··· The records ···

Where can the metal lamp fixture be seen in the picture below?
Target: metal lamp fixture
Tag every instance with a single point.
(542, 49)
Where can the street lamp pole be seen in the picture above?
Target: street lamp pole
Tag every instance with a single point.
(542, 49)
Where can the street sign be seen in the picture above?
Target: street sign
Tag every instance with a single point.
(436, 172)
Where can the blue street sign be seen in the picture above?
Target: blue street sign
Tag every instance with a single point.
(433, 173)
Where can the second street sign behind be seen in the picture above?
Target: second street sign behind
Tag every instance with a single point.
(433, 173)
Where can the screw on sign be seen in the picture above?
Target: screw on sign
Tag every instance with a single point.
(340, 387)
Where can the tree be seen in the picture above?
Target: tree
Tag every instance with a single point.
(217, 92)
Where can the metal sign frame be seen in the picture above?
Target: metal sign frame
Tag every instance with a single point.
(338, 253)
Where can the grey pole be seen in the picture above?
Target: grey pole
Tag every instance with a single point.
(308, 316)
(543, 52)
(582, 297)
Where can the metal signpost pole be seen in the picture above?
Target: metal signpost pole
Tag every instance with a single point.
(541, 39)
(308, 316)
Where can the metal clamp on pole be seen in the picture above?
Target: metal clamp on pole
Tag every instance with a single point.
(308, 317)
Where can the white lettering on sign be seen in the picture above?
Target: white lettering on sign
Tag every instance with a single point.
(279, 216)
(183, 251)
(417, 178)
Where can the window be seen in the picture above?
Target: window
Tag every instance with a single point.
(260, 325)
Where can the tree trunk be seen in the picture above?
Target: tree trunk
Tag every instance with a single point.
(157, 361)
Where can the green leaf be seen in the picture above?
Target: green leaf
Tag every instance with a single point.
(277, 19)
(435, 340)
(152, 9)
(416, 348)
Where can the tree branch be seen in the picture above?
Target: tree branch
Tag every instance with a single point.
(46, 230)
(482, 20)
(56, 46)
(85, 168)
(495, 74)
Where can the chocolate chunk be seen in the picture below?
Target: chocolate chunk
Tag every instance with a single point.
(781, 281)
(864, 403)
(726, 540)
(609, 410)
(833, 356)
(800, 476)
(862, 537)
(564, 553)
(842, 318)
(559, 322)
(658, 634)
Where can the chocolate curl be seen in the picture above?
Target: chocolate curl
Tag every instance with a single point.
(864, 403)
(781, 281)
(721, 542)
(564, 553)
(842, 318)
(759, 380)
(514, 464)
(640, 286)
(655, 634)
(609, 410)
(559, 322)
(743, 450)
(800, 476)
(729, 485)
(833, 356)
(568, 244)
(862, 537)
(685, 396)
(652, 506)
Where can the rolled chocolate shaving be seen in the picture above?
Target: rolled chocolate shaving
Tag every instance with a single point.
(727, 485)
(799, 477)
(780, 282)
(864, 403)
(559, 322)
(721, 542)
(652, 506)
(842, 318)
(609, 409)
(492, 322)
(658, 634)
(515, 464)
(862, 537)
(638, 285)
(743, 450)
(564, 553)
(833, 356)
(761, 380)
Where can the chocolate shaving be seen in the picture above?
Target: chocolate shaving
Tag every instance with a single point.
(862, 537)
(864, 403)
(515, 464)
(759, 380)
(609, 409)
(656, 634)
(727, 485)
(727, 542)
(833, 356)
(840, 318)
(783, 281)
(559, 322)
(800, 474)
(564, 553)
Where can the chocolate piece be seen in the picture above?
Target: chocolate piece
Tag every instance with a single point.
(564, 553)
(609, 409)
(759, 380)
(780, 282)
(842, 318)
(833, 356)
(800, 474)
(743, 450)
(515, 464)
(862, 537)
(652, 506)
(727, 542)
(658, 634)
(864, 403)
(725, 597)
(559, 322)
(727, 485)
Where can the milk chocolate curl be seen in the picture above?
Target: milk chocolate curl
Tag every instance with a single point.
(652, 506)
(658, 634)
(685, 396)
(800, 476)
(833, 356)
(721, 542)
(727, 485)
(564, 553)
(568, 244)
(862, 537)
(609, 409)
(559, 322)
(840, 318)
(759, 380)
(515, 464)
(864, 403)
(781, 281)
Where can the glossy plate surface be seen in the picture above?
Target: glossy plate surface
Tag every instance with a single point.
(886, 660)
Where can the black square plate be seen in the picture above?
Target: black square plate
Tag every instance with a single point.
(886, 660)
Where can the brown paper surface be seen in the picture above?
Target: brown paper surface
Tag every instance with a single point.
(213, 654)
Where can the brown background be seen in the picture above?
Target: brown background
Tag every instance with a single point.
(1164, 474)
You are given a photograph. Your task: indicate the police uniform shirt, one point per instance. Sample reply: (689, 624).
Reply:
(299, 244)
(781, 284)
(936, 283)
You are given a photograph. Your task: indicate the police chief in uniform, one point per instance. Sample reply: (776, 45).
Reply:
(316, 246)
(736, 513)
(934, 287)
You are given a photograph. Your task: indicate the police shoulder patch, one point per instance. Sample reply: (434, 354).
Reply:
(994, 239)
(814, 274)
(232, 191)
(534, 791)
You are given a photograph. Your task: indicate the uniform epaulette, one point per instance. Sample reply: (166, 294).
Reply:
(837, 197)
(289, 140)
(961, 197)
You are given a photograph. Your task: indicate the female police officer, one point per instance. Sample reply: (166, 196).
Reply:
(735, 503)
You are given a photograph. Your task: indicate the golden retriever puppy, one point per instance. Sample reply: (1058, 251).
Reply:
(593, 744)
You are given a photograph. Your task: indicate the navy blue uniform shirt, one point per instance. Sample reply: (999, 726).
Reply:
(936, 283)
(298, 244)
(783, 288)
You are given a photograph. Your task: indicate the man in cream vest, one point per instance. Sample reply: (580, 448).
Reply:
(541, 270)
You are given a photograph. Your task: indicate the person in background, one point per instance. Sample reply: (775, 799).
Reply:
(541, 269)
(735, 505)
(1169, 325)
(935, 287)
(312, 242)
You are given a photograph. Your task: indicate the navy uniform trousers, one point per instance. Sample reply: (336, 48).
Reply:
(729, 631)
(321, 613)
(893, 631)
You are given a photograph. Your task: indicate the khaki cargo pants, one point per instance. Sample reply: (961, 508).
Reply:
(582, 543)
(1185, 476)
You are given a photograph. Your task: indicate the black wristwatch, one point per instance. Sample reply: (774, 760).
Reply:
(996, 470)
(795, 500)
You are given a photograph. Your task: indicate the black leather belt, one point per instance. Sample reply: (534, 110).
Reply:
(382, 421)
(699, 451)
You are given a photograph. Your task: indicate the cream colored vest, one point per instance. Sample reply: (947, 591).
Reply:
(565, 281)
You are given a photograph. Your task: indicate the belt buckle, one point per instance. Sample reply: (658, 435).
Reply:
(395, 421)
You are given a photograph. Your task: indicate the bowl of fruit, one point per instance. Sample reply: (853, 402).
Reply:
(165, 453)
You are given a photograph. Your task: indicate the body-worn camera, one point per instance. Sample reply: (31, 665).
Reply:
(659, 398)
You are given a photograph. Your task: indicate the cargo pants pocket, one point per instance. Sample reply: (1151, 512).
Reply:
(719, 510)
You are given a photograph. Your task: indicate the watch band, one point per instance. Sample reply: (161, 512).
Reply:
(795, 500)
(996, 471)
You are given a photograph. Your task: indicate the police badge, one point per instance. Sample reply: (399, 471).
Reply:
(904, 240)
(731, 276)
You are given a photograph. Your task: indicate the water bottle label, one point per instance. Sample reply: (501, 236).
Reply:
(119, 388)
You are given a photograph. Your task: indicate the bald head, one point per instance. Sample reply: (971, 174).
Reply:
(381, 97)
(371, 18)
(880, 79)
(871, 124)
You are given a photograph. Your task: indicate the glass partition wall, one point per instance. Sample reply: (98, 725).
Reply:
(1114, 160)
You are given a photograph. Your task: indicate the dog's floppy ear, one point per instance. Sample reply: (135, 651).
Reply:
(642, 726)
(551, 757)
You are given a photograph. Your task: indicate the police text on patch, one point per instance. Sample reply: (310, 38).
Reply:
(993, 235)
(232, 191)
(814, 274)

···

[Problem to solve]
From the records above, reproduce exactly the lines from the one with "You are given a photograph. Your task: indicate the navy blue" to the one with "You are given a photograph. Your task: indicate the khaki", both included, and no others.

[Response below]
You are given a photograph. Your task: indicate the navy blue uniform shirt, one point per instance. Sample reply: (999, 726).
Reply:
(936, 283)
(298, 244)
(783, 288)
You are given a photograph. Your task: indicate the man in cream vest, one point per instance. Sample reply: (580, 448).
Reply:
(541, 270)
You are given a photograph. Your task: indicate the person in background, one point per instance. Sample reply: (775, 799).
Reply:
(541, 269)
(735, 505)
(1169, 325)
(935, 287)
(312, 242)
You are given a photograph. Your task: indicate the navy uniform trousers, one point per instance. Sample reply: (336, 48).
Reply:
(729, 631)
(321, 613)
(893, 631)
You are given a photograph. Your task: indicate the khaki cargo pants, one point per instance. Sample reply: (961, 508).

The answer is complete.